— Start —
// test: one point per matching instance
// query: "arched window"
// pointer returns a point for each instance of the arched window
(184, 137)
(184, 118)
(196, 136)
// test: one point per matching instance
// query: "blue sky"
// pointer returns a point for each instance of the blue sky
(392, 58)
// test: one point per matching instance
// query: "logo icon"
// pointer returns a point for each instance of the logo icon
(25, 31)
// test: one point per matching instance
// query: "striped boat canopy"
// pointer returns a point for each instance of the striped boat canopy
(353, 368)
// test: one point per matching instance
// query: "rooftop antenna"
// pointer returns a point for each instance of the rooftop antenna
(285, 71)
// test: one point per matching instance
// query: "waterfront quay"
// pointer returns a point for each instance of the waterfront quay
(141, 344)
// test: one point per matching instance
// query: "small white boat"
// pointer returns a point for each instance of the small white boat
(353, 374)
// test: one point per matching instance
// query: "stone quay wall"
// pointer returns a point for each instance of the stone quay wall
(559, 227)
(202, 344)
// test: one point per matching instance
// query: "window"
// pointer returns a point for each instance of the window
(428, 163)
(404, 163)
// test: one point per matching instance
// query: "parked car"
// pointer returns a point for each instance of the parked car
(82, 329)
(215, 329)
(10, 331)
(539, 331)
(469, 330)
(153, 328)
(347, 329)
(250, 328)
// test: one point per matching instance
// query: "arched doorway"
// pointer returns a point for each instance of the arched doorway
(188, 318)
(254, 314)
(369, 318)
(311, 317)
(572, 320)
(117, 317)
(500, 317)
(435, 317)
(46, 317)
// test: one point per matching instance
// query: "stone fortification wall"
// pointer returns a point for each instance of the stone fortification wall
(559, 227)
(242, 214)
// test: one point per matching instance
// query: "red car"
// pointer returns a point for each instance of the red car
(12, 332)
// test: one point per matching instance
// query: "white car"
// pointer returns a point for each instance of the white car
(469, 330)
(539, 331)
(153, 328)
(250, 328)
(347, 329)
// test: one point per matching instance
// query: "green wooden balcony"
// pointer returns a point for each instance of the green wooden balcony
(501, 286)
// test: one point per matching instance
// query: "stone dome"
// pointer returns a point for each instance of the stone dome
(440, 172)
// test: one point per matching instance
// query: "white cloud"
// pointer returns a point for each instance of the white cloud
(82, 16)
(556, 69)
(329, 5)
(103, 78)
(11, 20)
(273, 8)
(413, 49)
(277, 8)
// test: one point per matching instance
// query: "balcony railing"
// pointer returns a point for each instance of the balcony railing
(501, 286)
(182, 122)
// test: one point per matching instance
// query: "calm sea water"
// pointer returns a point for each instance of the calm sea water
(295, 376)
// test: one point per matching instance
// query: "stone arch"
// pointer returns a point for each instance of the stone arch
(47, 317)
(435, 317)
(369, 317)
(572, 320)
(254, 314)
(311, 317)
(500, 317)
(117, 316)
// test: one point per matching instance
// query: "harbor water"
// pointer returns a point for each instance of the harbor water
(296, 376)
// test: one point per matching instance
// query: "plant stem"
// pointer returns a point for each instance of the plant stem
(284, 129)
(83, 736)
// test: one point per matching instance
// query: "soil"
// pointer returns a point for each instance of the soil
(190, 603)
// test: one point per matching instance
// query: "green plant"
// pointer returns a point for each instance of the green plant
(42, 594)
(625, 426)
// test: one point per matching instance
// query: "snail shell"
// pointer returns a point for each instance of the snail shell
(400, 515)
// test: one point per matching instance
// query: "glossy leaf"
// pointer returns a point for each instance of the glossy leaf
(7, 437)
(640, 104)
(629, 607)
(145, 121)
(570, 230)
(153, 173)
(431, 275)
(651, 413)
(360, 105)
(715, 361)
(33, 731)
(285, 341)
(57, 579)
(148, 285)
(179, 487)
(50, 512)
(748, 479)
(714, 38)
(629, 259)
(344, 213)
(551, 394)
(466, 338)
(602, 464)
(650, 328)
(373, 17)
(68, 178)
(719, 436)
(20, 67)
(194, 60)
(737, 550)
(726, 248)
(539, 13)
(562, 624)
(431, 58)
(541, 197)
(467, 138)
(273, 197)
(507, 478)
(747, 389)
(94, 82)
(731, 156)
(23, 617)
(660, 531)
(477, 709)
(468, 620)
— End —
• THE TASK
Would you reproduce all the entries exactly?

• FINISHED TASK
// test: one point per matching instance
// query: "arched window"
// pointer returns a point for each instance of the arched window
(184, 137)
(184, 118)
(196, 136)
// test: one point per matching instance
// query: "blue sky"
// pointer returns a point for each instance of the blue sky
(392, 58)
// test: one point per matching instance
// query: "logo icon"
// pointer returns a point for each instance of the logo icon
(25, 31)
// test: one point per matching instance
// query: "striped boat canopy"
// pointer returns a point for each instance of the striped boat canopy
(353, 368)
// test: one point per matching instance
// query: "rooftop antenna"
// pointer returns a point for each instance of the rooftop antenna
(285, 71)
// test: one point per matching instance
// query: "waterfront quay"
// pointer returns a point for each instance of the waterfront quay
(141, 344)
// test: one point per matching instance
// query: "small white boat"
// pointer returns a point for each instance of the small white boat
(353, 374)
// test: one point per matching instance
// query: "stone quay wall"
// pointer returns a point for each instance of the stone quay wall
(559, 227)
(202, 344)
// test: one point per matching instance
// query: "window"
// pointer returns a point for each instance of the window
(428, 163)
(404, 163)
// test: one point per matching instance
// query: "parked car"
// pointer returns a point for each instance of the parked car
(82, 329)
(215, 329)
(10, 331)
(539, 331)
(469, 330)
(153, 328)
(347, 329)
(250, 328)
// test: one point per matching instance
// query: "arched doorway"
// pointer returns a point for each instance of the arched doorway
(188, 318)
(254, 314)
(369, 318)
(311, 317)
(572, 320)
(117, 317)
(500, 317)
(435, 317)
(46, 317)
// test: one point per matching instance
// query: "stone fortification wall"
// pointer returns a point for each instance of the stone fortification wall
(559, 227)
(242, 214)
// test: one point per matching instance
// query: "red car"
// pointer returns a point for each instance of the red car
(12, 332)
// test: one point per matching instance
// query: "white car"
// pointer returns a point for each instance of the white car
(469, 330)
(539, 331)
(153, 328)
(250, 328)
(347, 329)
// test: one point per matching instance
// query: "green wooden balcony"
// pointer returns a point for each instance of the green wooden balcony
(501, 286)
// test: one point per matching instance
// query: "stone dome"
// pointer returns a point for each instance of the stone dome
(440, 172)
// test: one point per matching instance
// query: "white cloud"
// pointer returns a point for each instance of the white cloud
(82, 16)
(556, 69)
(329, 5)
(103, 78)
(11, 20)
(273, 8)
(413, 49)
(277, 8)
// test: one point per matching instance
// query: "balcony railing"
// pointer returns a point for each instance of the balcony railing
(501, 286)
(182, 122)
// test: one point per matching instance
// query: "calm sea water"
// pointer returns a point for each instance of the calm sea water
(295, 376)
// test: one point per matching instance
// query: "stone arch"
// pointer returns a point for each instance of the stone arch
(47, 317)
(435, 317)
(369, 317)
(572, 320)
(254, 314)
(311, 317)
(500, 317)
(117, 316)
// test: one point per matching instance
// query: "harbor water"
// pointer returns a point for each instance of the harbor water
(296, 376)
// test: one point per matching instance
// query: "plant stem"
// pointer returns a point for each instance of the plant stem
(284, 129)
(83, 736)
// test: one point per matching instance
// query: "soil"
// pointer returns a point for each instance of the soil
(190, 603)
// test: one point per matching instance
// query: "green plant"
// pointer returns a point for each instance of the green plant
(42, 594)
(625, 426)
// test: one point per matching instance
// query: "snail shell"
// pointer returns a point for each instance of the snail shell
(400, 515)
// test: one point per matching instance
// query: "glossy leaf"
// pointer returns a point for each instance of the glossy leaf
(7, 437)
(640, 104)
(629, 607)
(145, 121)
(570, 230)
(153, 173)
(431, 275)
(651, 413)
(360, 105)
(715, 361)
(33, 731)
(285, 341)
(57, 579)
(148, 285)
(179, 487)
(50, 512)
(748, 479)
(714, 38)
(629, 259)
(344, 213)
(551, 394)
(466, 338)
(602, 464)
(650, 328)
(373, 17)
(68, 178)
(719, 436)
(20, 67)
(194, 60)
(737, 550)
(726, 248)
(539, 13)
(562, 624)
(431, 58)
(541, 197)
(467, 138)
(273, 197)
(507, 478)
(747, 389)
(94, 82)
(731, 156)
(23, 617)
(660, 531)
(477, 709)
(468, 620)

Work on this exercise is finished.